Provided records:
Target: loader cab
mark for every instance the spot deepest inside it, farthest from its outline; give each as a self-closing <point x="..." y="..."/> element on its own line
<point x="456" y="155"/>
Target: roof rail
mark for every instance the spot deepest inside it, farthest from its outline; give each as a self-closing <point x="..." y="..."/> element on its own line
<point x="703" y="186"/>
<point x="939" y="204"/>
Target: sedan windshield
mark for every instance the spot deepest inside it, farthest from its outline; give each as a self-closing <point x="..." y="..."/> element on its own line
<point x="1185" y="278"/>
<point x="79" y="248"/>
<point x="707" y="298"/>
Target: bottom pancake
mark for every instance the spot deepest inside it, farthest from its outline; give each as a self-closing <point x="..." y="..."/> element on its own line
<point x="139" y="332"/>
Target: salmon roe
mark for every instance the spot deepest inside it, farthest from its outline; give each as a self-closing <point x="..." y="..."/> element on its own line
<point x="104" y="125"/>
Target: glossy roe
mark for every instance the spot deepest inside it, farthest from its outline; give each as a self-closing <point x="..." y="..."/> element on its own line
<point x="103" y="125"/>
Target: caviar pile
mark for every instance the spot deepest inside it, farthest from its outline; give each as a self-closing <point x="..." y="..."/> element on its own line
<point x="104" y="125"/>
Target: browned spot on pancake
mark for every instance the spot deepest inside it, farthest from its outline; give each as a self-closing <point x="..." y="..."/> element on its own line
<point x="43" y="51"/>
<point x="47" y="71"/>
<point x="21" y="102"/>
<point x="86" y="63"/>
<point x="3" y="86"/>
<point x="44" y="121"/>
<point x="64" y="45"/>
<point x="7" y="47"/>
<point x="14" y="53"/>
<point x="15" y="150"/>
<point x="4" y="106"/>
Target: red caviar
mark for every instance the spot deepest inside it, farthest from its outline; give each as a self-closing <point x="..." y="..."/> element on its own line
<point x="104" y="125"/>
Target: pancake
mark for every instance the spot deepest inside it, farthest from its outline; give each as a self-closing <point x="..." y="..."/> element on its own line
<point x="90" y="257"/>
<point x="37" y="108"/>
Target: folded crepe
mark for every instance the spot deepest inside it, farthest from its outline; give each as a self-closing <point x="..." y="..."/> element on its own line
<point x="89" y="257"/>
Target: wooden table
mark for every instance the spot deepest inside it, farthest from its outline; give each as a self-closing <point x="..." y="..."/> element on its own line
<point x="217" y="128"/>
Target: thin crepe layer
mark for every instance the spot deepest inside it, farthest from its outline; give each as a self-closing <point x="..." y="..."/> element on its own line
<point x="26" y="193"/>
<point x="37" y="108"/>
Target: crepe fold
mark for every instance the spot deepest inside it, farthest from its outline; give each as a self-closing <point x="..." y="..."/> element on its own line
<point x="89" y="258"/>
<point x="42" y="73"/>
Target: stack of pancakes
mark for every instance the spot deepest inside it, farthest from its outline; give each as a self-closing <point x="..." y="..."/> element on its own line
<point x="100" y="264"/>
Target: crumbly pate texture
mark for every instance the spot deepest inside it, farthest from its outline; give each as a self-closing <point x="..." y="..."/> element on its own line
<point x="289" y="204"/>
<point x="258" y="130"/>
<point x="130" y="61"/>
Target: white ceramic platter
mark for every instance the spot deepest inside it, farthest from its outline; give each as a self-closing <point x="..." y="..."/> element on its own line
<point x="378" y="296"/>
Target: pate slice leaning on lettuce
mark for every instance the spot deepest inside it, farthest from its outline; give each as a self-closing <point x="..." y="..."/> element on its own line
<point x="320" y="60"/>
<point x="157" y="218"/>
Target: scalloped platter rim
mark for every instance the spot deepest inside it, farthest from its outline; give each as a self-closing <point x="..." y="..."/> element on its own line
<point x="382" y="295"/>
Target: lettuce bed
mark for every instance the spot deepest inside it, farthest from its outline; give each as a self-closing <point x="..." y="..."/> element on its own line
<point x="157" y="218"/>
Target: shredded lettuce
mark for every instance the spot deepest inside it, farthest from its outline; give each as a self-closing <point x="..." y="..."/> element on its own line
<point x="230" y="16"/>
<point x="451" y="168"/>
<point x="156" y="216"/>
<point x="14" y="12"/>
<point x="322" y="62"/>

Exercise brief: Reproduce the records from the line that contains "Target: scalloped platter rim" through the end of the records, replacing "lettuce" with "romaine" and changing nothing else. Output only those lines.

Task response:
Target: scalloped platter rim
mark for every instance the spot deepest inside it, farthest from its outline; give each as a self-closing <point x="..." y="..."/> element on its own line
<point x="382" y="295"/>
Target: romaine bed
mark for every instance the spot deepest inside it, farthest from its outline; give each as a self-closing <point x="..." y="..."/> element on its own line
<point x="157" y="218"/>
Target: shredded romaine
mark for every instance the spot deepest inside it, farthest from its outline; give each as a self-closing <point x="..." y="..."/> element on its own line
<point x="230" y="16"/>
<point x="451" y="168"/>
<point x="156" y="216"/>
<point x="14" y="12"/>
<point x="322" y="62"/>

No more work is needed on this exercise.